#### REQUIRED TASK:
Can you rescale the part of the material below that opens with the line containing "For practice, label the white bar" and runs through the end, writing out each of those lines again with the requests included, and with every coordinate in the answers multiplied by 2.6 and rounded to a whole number, halves up?

--- start RECORDS TO PROCESS ---

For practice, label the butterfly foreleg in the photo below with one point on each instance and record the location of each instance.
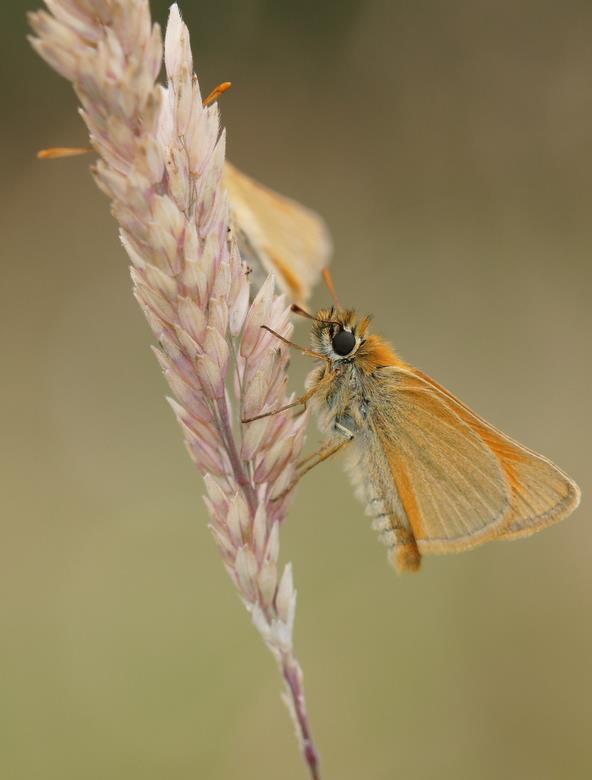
(302, 400)
(325, 452)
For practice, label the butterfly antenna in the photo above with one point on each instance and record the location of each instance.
(215, 93)
(63, 151)
(331, 287)
(299, 310)
(55, 152)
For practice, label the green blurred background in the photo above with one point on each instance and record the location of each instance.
(449, 147)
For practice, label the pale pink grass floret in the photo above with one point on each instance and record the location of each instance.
(161, 157)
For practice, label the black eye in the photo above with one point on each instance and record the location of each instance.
(343, 342)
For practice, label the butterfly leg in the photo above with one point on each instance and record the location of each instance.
(317, 457)
(302, 400)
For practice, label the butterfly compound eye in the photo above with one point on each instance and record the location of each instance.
(343, 342)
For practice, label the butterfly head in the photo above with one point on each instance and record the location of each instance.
(339, 333)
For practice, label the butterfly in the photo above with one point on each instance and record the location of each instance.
(434, 476)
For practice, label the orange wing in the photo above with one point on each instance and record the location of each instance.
(541, 493)
(460, 482)
(277, 234)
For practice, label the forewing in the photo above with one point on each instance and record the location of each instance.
(449, 483)
(277, 233)
(541, 493)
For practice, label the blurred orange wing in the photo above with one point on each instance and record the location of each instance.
(277, 234)
(460, 482)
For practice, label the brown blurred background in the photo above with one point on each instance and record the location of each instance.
(449, 147)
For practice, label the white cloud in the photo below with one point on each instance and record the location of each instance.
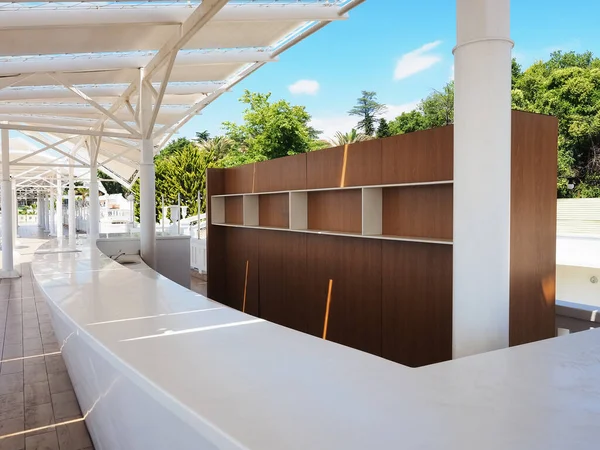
(308, 87)
(416, 61)
(331, 124)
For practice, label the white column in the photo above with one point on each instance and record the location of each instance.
(147, 186)
(71, 206)
(52, 216)
(8, 269)
(59, 215)
(46, 213)
(482, 146)
(15, 206)
(39, 209)
(94, 211)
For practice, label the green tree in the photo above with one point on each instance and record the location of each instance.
(202, 136)
(408, 122)
(182, 172)
(438, 107)
(348, 138)
(368, 109)
(384, 129)
(174, 146)
(270, 129)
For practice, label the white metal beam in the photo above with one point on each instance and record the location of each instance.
(83, 132)
(96, 105)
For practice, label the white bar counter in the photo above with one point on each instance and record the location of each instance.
(156, 366)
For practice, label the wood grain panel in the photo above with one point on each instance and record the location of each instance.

--- end RECORDS TO PROCESS ---

#### RESPONSE TO THIS TASK:
For practice, label the white bar counter in the photo above with one point on each instance and record the location of each instance.
(406, 952)
For practice, label the wood grain panel in the photo above with one point on each instance and record the location of each instance.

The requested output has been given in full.